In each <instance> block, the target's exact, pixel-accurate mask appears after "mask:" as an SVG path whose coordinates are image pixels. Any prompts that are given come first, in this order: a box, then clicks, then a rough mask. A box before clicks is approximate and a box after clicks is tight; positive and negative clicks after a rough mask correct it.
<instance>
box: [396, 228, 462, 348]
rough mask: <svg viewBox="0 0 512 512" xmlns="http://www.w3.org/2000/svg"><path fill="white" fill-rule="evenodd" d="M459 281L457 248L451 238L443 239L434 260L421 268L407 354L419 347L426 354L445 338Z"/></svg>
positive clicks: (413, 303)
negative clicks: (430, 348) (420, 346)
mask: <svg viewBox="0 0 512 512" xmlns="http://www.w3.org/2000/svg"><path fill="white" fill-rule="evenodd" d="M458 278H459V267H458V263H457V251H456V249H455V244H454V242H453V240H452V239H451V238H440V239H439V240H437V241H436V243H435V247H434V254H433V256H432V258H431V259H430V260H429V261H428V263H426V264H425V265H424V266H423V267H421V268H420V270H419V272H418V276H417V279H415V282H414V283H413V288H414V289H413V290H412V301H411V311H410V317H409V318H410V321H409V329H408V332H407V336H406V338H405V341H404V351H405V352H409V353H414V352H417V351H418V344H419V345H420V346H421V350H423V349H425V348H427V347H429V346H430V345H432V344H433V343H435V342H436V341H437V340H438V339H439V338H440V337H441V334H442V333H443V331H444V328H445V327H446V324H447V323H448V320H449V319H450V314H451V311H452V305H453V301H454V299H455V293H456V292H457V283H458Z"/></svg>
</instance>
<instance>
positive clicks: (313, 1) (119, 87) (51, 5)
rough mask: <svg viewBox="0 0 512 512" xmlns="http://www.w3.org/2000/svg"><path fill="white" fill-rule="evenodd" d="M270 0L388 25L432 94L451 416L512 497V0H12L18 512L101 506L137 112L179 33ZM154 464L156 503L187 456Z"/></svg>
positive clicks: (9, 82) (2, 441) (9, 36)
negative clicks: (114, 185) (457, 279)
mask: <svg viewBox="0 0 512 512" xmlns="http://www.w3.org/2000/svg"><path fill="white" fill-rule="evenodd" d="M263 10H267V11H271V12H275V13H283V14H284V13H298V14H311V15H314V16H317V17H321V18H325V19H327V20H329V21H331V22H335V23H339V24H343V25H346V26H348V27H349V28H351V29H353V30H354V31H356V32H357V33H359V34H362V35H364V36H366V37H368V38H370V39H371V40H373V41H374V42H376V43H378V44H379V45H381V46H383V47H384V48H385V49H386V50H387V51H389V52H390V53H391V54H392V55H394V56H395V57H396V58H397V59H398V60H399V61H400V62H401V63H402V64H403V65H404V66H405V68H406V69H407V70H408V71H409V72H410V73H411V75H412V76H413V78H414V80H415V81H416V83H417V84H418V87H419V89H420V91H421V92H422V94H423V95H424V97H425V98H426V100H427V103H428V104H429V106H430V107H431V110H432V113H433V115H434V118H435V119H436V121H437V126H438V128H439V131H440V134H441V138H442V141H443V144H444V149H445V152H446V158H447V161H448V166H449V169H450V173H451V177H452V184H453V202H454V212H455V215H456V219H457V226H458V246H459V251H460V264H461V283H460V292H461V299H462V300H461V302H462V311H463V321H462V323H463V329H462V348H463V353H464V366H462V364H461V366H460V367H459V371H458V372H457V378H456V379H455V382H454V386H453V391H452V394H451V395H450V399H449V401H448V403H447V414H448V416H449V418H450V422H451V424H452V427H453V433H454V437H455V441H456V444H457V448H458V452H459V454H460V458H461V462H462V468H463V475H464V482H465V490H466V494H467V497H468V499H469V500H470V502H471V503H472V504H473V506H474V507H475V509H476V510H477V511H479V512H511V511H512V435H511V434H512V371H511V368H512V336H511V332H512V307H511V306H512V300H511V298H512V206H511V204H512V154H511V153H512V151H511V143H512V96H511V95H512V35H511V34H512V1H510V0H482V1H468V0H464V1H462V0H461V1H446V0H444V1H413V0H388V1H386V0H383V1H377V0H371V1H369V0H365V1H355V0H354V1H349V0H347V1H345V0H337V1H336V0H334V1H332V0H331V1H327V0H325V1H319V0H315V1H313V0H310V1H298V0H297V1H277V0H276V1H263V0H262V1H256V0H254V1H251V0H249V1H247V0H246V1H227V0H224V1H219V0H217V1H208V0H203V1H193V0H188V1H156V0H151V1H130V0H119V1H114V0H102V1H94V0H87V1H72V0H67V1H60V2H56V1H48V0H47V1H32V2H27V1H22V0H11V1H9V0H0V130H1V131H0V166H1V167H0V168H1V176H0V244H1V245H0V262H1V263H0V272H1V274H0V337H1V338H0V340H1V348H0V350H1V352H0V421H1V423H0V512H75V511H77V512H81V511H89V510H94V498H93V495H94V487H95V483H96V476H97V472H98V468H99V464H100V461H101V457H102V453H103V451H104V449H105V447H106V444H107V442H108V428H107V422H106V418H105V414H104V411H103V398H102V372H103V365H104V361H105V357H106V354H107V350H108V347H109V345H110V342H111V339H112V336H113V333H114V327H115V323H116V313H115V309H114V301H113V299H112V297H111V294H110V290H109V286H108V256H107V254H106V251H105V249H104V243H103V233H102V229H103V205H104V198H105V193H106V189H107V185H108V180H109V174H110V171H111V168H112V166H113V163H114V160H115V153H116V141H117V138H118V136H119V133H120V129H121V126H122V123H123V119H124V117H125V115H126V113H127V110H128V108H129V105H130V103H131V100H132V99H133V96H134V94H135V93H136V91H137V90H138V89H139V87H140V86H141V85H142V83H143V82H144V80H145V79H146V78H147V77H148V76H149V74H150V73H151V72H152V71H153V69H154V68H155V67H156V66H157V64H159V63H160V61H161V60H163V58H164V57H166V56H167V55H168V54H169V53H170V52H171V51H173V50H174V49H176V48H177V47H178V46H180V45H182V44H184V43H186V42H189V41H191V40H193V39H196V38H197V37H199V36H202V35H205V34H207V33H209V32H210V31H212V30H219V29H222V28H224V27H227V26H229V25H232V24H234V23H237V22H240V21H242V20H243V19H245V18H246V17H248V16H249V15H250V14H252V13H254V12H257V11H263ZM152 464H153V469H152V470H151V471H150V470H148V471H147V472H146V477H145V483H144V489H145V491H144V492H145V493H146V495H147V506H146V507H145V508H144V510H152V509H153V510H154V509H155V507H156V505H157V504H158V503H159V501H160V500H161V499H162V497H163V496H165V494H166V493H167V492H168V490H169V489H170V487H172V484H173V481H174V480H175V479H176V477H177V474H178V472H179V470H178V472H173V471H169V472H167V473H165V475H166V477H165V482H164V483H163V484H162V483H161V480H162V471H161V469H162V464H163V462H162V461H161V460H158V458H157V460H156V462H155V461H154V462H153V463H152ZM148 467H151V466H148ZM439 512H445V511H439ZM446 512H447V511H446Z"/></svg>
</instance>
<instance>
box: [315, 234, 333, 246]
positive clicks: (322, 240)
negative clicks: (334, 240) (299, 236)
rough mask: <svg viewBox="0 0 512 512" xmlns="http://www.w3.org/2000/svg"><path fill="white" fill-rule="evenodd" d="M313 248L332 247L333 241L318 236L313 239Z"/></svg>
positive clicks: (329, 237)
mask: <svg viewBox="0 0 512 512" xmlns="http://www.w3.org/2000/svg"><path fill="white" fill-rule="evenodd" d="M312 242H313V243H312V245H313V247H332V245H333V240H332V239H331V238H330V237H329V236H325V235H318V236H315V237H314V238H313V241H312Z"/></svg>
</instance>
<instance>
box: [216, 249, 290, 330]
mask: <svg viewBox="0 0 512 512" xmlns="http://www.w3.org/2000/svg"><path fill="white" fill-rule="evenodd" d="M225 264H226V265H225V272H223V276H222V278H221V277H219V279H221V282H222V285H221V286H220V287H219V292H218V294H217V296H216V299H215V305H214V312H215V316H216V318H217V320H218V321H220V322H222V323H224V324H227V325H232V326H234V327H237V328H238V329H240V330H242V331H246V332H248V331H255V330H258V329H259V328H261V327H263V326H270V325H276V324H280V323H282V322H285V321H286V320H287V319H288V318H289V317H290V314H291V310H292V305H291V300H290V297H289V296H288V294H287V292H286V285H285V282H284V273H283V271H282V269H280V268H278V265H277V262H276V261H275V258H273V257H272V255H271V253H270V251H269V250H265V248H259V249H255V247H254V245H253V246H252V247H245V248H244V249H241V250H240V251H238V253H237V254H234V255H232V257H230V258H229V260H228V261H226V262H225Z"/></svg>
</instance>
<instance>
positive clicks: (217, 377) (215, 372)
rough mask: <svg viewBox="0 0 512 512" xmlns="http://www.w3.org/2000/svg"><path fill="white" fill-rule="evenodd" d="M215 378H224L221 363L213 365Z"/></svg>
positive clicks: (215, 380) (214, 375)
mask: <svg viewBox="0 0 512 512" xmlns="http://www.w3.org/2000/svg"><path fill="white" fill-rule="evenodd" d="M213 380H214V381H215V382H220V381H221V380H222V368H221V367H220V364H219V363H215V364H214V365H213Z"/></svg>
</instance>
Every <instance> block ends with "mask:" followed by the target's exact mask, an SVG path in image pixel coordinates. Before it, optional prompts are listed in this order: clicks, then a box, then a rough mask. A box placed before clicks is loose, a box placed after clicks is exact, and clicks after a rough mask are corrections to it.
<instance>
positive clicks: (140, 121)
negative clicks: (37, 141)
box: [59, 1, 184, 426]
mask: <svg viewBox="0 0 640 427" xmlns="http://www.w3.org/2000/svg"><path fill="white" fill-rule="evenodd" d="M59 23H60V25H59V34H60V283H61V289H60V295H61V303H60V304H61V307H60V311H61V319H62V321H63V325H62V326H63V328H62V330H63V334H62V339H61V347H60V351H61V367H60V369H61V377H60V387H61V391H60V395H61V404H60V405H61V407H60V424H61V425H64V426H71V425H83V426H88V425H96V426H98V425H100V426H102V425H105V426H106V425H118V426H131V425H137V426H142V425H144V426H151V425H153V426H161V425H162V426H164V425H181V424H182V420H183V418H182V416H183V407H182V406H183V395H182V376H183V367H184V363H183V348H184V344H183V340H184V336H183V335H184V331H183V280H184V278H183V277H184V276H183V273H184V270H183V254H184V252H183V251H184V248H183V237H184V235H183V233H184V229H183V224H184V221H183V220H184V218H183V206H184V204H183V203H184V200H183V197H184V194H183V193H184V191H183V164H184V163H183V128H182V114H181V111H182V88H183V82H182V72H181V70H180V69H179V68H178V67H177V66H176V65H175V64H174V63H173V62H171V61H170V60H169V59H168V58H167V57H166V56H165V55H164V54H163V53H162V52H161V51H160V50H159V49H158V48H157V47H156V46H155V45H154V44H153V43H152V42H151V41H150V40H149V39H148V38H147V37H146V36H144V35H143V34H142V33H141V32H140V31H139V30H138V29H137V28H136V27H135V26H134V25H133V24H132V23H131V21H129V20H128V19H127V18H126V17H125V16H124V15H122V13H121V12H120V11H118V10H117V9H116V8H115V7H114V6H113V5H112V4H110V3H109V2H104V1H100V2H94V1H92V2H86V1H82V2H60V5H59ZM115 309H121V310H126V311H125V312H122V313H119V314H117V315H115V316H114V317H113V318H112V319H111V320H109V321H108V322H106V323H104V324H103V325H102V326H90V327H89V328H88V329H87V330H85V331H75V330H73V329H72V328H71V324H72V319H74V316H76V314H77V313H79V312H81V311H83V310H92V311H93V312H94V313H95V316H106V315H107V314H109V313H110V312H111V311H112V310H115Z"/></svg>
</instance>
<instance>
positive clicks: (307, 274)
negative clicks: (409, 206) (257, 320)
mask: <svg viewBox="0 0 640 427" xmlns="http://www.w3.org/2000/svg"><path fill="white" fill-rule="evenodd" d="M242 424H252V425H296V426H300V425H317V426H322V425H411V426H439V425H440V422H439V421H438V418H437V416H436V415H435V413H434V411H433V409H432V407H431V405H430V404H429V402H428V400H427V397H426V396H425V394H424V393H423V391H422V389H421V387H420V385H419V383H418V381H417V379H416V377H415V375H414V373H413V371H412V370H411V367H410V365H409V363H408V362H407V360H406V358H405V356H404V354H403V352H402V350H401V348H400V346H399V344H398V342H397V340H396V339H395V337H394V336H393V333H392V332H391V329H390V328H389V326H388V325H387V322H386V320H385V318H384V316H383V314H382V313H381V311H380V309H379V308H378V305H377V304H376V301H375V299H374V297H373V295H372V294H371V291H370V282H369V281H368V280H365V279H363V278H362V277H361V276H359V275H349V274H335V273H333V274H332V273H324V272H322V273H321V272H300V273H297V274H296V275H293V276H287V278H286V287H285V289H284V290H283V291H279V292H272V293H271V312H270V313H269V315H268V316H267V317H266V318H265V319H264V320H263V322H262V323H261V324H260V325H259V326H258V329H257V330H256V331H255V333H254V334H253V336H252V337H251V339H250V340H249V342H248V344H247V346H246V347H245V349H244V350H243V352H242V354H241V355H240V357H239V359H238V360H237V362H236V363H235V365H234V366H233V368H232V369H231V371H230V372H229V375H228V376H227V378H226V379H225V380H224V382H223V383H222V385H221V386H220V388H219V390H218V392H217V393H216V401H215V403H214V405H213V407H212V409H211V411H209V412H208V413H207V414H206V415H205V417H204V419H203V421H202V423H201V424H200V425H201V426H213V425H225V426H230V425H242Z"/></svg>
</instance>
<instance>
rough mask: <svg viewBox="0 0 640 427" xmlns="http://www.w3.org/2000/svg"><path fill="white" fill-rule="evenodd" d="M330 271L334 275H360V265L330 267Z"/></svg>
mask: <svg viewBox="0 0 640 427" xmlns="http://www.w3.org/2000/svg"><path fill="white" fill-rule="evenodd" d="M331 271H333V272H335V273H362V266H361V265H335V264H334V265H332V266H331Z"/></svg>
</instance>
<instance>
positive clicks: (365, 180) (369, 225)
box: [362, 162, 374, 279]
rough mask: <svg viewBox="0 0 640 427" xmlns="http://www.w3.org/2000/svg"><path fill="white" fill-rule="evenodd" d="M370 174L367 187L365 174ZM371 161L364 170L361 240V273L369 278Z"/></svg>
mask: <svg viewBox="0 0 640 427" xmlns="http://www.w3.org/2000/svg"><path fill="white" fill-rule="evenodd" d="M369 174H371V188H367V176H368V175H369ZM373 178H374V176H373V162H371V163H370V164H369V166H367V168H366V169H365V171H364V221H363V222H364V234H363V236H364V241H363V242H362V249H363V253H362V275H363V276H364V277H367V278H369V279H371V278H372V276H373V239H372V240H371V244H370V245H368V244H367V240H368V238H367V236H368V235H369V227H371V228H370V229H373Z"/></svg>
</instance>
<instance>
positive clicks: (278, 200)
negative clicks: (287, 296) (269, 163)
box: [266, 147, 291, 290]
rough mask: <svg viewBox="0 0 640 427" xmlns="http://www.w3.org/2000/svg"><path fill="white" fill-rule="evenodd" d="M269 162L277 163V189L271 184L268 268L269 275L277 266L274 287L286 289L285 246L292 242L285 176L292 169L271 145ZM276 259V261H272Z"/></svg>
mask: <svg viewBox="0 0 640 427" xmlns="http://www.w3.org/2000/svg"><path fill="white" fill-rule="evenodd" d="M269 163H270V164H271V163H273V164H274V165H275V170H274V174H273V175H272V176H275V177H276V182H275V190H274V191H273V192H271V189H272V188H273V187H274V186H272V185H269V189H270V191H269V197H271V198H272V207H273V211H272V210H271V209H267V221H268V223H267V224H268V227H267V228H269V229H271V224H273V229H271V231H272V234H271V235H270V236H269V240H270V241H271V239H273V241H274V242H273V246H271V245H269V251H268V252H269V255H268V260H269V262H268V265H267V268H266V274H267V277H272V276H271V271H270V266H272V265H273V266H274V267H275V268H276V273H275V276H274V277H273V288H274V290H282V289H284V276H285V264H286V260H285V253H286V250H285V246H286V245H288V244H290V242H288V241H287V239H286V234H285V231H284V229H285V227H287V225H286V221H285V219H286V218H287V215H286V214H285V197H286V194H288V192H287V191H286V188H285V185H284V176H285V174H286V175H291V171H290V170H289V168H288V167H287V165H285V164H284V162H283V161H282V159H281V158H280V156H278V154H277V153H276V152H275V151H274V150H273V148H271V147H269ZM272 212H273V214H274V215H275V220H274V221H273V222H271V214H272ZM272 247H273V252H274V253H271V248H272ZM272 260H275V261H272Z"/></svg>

◇ ◇ ◇ ◇ ◇

- **What you need to do**: Where a line in the records above contains the word "pixel", include it in the count; state the total and nothing more.

- **Output**: 2